Passage for review:
APRIL 01, 2007

Controversial changes proposed by the Centers for Medicare & Medicaid Services (CMS) to alter the pharmacy reimbursement formula for generic medications are beginning to raise eyebrows—and hackles—on Capitol Hill. The changes are part of a CMS plan to cut $8.4 billion in Medicaid costs over the next 5 years. Significantly, however, pharmacy leaders note that more than 90% of those cuts are expected to come from slashing pharmacy reimbursement for lower-cost generic prescription medicines.

Officials at the National Community Pharmacists Association (NCPA) contend that such reimbursement cuts "would have a disproportionate impact on the nation's 24,000 independent community pharmacies, because 92% of their business comes from prescription drugs, and independents serve large populations of Medicaid recipients in urban and rural areas."

Exercise requirements:
1. In the passage on Medicaid pharmacy reimbursement, how much does the CMS plan aim to cut from Medicaid costs, and over what period?
2. Carry on the passage on Medicaid pharmacy reimbursement, picking up from its last sentence.

Dataset entries:
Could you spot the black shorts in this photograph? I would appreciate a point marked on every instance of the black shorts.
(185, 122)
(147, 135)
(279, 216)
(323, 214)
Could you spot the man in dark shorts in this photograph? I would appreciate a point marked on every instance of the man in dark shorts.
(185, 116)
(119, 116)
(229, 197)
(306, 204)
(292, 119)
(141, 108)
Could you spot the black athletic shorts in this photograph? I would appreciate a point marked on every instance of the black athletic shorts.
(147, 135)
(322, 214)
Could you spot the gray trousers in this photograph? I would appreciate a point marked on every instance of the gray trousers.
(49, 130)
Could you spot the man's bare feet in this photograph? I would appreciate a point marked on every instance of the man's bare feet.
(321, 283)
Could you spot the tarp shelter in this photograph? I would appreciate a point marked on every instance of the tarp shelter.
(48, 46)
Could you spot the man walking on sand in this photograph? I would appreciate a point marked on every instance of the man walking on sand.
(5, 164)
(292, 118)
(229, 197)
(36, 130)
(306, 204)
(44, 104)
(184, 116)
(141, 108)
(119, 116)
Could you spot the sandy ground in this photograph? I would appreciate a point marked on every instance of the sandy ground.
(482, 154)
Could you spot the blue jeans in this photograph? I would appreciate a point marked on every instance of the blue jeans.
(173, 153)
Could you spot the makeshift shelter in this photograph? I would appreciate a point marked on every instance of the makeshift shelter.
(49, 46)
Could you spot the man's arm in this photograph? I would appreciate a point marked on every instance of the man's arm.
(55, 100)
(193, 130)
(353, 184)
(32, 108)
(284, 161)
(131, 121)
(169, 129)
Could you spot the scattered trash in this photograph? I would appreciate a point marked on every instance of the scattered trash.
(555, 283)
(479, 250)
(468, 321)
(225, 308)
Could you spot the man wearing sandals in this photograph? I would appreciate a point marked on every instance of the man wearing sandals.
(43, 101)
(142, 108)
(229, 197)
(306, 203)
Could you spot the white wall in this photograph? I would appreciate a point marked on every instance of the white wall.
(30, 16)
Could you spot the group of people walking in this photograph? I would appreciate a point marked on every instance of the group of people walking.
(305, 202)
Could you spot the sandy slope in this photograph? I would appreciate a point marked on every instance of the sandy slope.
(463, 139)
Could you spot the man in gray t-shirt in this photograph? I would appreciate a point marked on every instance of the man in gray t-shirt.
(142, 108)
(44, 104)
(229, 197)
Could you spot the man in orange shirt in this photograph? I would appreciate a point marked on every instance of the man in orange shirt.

Answers given:
1. $8.4 billion over the next 5 years.

2.
NCPA is not alone in its criticism of the plan. A recent Government Accountability Office (GAO) study found that the proposed regulations would force pharmacists to accept Medicaid reimbursement for generic drugs that is, on average, 36% below their acquisition cost. In response to that study, a bipartisan group of 74 members of Congress fired off a letter to CMS, warning that the "proposed payment formula will be devastating to many community retail pharmacies, Medicaid beneficiaries, and the financing of the Medicaid program itself."

Citing the GAO findings, the congressional leaders told CMS that the proposed anti-generic reimbursement change "would clearly fail to cover the pharmacy's costs of purchasing generic medications. In fact, the formula would create a disincentive to dispense generic drugs and would deny the Medicaid program and beneficiaries the savings gained from generic medications."